## Instructions to follow
Rewrite every line of the records below, including the text that comes before each answer, and rescale the answers by multiplying each coordinate by 2.15 and rounding to a whole number, with halves rounded up. Leave the pictures out of your output.

Records excerpted from a collection:
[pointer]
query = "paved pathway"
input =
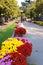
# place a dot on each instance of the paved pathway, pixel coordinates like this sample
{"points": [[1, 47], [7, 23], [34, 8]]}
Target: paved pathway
{"points": [[35, 35], [7, 24]]}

## Final answer
[pointer]
query = "paved pathway"
input =
# place a dot on each instance of the paved pathway, pixel coordinates like this sample
{"points": [[1, 47], [7, 23], [34, 8]]}
Target: paved pathway
{"points": [[75, 75], [15, 52]]}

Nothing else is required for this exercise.